WRITTEN REQUEST:
Copy out every row below word for word, leaving out the picture.

INPUT MATERIAL:

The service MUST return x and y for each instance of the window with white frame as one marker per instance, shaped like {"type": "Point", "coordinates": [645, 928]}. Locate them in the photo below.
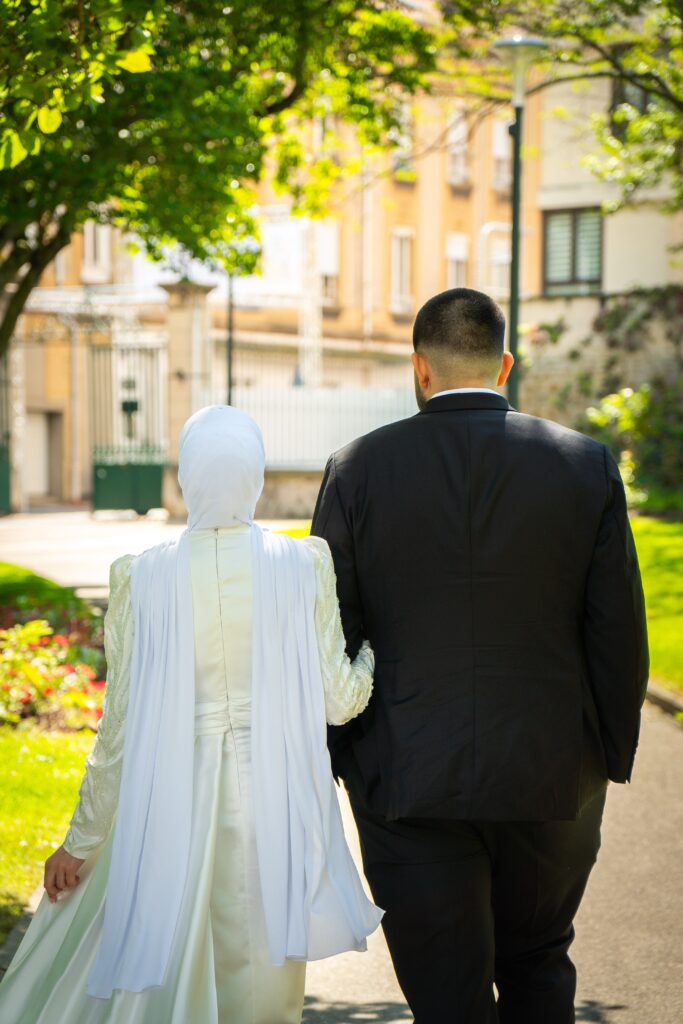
{"type": "Point", "coordinates": [96, 268]}
{"type": "Point", "coordinates": [401, 271]}
{"type": "Point", "coordinates": [501, 257]}
{"type": "Point", "coordinates": [457, 259]}
{"type": "Point", "coordinates": [61, 266]}
{"type": "Point", "coordinates": [328, 260]}
{"type": "Point", "coordinates": [402, 156]}
{"type": "Point", "coordinates": [459, 172]}
{"type": "Point", "coordinates": [502, 155]}
{"type": "Point", "coordinates": [572, 252]}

EXPECTED OUTPUT:
The service MUST return x and y for each instance of the window with white frame as one marker per instance, shaped like {"type": "Point", "coordinates": [645, 928]}. Locate them in the photo below.
{"type": "Point", "coordinates": [96, 268]}
{"type": "Point", "coordinates": [401, 271]}
{"type": "Point", "coordinates": [501, 257]}
{"type": "Point", "coordinates": [457, 259]}
{"type": "Point", "coordinates": [61, 266]}
{"type": "Point", "coordinates": [328, 260]}
{"type": "Point", "coordinates": [402, 156]}
{"type": "Point", "coordinates": [459, 172]}
{"type": "Point", "coordinates": [502, 155]}
{"type": "Point", "coordinates": [572, 252]}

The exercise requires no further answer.